[Problem to work on]: Copy out the lines of the records below, and only those lines, from the one with "If you could mark the black" through the one with "If you could mark the cygames", exactly as they appear.

[Dataset]:
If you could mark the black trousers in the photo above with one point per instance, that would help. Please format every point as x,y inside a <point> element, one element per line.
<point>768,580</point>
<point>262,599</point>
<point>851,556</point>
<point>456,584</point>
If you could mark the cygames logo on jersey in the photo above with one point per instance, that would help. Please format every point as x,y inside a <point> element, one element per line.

---

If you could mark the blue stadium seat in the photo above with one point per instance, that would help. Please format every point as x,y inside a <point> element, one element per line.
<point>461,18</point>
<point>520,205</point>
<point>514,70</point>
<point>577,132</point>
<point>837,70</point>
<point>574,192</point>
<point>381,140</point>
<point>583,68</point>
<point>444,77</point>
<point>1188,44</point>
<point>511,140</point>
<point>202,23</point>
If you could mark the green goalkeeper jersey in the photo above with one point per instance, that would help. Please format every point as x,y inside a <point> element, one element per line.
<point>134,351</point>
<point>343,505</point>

[Task answer]:
If you could mark the black trousers in the photo above with one point per instance, that would help. Please format every point as x,y inside a <point> element, one element per line.
<point>768,580</point>
<point>262,599</point>
<point>851,556</point>
<point>456,584</point>
If you could mark the cygames logo on jersey in the photo above with one point per instance, that would help. Please format every point as x,y inside a <point> element, one element per line.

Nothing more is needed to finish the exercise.